- 取り組む内容
[1] 中国農民の収入に関する本文抜粋によると、農業データが示す2011年から2022年までの稲作のコストと利益には、どのような動きがありましたか。すべて挙げてください。
[2] 中国農民の収入に関する本文抜粋を、最後の文の続きから書き進めてください。

- 本文抜粋
■ ■ ■ ■ ■

そのためか、習近平は毎年の農民収穫祭でスピーチを行い、農民の願いを叶えたいと約束します。しかし、聞こえの良い言葉を繰り返しても、政策による裏付けがなければ絵に描いた餅です。今日(こんにち)の中国では、農村部は完全に疲弊しており、大規模な自然災害がさらに追い討ちをかけています。
政府、農民工の収入を水増しか
中国の農民には主に二つの収入源があります。一つは農地を耕すことで、もう一つは出稼ぎです。しかし、生産効率が著しく低く、農業に関する各種コストが高騰する中、農業に従事してもほとんど利益を得られないのが現状です。
中国の農業産業データサービスプラットフォームが発表したデータによると、2011年から2022年にかけて、中国における稲作の平均コストは毎年上昇していました。その一方で、同期間の稲作の純利益は急速に減少し、2022年にはついに赤字に転落しました。つまり、農民は稲作をしても利益を得ることができず、逆に損失を被る状況です。

■ ■ ■ ■ ■

- データ内容
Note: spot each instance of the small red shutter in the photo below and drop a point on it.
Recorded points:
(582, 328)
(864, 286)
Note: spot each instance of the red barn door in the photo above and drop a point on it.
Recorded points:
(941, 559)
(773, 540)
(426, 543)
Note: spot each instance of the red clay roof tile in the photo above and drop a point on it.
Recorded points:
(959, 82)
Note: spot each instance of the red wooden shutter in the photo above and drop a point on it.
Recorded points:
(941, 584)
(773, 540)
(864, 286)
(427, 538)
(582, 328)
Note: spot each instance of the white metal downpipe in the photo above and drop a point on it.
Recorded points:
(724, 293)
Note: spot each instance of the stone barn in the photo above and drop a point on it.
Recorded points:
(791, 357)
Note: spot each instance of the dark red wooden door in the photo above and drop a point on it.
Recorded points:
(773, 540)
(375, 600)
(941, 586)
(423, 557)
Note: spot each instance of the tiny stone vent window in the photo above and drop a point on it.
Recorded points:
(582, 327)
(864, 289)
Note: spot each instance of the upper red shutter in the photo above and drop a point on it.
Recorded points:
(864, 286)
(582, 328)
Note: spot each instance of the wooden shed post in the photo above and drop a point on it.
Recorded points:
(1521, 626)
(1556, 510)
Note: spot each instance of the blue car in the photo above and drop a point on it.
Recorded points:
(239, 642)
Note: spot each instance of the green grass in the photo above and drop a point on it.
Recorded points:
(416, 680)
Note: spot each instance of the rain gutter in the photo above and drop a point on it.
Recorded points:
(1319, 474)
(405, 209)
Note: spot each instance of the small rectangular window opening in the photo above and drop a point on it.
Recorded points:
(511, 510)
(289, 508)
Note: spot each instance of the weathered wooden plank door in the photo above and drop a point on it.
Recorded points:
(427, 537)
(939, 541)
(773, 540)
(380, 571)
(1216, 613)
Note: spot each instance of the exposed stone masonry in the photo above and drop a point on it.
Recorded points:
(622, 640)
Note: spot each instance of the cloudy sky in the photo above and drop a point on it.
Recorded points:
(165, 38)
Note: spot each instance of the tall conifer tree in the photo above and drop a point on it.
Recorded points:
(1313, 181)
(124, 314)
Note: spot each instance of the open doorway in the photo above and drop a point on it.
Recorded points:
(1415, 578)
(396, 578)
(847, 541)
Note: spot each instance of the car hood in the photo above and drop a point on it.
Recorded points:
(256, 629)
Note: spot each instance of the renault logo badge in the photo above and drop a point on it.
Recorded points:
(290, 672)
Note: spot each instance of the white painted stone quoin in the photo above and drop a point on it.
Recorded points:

■ ■ ■ ■ ■

- 解答一覧
[1]
・稲作の平均コストは毎年上昇した
・同期間の稲作の純利益は急速に減少した
・2022年には稲作の純利益がついに赤字に転落した

[2]
農業を営んでも生計を維持することができないため、多くの農村家庭は出稼ぎで食い扶持(くいぶち)をつないでいます。では、出稼ぎ農民工の収入は増えたのでしょうか。今年1月17日、中国国家統計局の責任者は「2023年度国民経済・社会発展計画の執行状況」発表会でスピーチを行いました。2023年に出稼ぎ労働を行った農民工の総数は2億9753万人に達し、前年より191万人増加して、成長率は0.6%でした。そのうち、地元付近の都市部で働く出稼ぎ農民工は1億2095万人で、2.2%減少しました。一方、地元から遠く離れた都市などで働く出稼ぎ農民工は1億7658万人で、2.7%増加しました。出稼ぎ農民工の平均月収は4780元(約10.1万円)で、前年より3.6%増加しました。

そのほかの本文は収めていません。